* QUELLE *
Koczian: "Ihr da oben", das sind zum Beispiel das Präsidium der SPD und alle die ihr angehörigen Ministerpräsidenten, die gestern und heute tagen, um den Parteitag in drei Wochen vorzubereiten. "Wir da unten", das sind zum Beispiel die Tausende Bergbauarbeiter, die am Wochenende in Köln gegen die SPD demonstrierten, ein zumindest bemerkenswerter Moment in der Geschichte der Gruppierung, die sich als Arbeiterpartei verstand. Am Telefon ist Detlev von Larcher, Sprecher des Frankfurter Kreises, den man gemeinhin als linke Sozialdemokraten bezeichnet. Guten Morgen Herr von Larcher!
Von Larcher: Schönen guten Morgen Herr Koczian.
Koczian: Trifft die Demonstration in Köln nur eine regionale Interessenlage oder geht es doch um die tiefere Frage quo vadis SPD?

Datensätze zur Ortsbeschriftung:

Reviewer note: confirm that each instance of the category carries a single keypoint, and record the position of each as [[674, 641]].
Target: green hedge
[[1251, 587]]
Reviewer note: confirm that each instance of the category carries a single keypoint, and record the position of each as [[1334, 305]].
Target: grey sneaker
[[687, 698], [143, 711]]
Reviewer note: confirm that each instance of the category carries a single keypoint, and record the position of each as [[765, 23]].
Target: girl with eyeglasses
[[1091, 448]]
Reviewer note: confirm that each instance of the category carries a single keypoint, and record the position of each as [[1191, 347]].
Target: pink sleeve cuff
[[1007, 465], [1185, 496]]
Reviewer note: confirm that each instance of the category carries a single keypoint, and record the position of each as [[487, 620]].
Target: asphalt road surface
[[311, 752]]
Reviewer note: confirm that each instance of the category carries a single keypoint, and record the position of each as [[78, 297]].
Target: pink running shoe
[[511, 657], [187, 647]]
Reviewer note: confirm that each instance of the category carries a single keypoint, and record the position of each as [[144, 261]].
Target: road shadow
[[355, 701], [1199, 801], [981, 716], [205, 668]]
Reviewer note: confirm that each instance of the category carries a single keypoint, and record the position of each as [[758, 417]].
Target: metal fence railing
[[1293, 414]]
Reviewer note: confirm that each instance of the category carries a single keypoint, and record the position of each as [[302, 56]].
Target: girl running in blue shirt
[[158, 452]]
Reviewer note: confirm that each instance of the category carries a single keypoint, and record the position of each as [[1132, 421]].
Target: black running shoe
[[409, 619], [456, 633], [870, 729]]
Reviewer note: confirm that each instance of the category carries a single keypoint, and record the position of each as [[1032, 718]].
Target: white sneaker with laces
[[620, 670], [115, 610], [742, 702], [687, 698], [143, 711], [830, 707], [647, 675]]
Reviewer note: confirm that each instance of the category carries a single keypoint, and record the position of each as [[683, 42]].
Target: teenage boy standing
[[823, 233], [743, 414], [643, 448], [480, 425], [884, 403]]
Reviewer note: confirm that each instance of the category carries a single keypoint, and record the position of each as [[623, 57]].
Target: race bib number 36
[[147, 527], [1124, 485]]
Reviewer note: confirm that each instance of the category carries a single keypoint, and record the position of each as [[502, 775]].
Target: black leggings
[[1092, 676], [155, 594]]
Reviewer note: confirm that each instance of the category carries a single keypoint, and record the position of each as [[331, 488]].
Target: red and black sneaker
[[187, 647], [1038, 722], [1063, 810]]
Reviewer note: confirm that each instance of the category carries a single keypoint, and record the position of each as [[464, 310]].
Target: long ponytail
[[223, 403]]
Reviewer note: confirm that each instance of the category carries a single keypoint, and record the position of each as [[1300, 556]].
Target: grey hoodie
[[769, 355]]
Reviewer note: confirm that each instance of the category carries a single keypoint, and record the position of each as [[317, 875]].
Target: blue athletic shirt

* AUFGABE *
Schreiben Sie aus dem Interview über die SPD alles von „Von Larcher: Schönen“ bis hinunter zu „quo vadis SPD?“ wortgetreu ab.

* ANTWORT ZUR AUFGABE *
Von Larcher: Schönen guten Morgen Herr Koczian.
Koczian: Trifft die Demonstration in Köln nur eine regionale Interessenlage oder geht es doch um die tiefere Frage quo vadis SPD?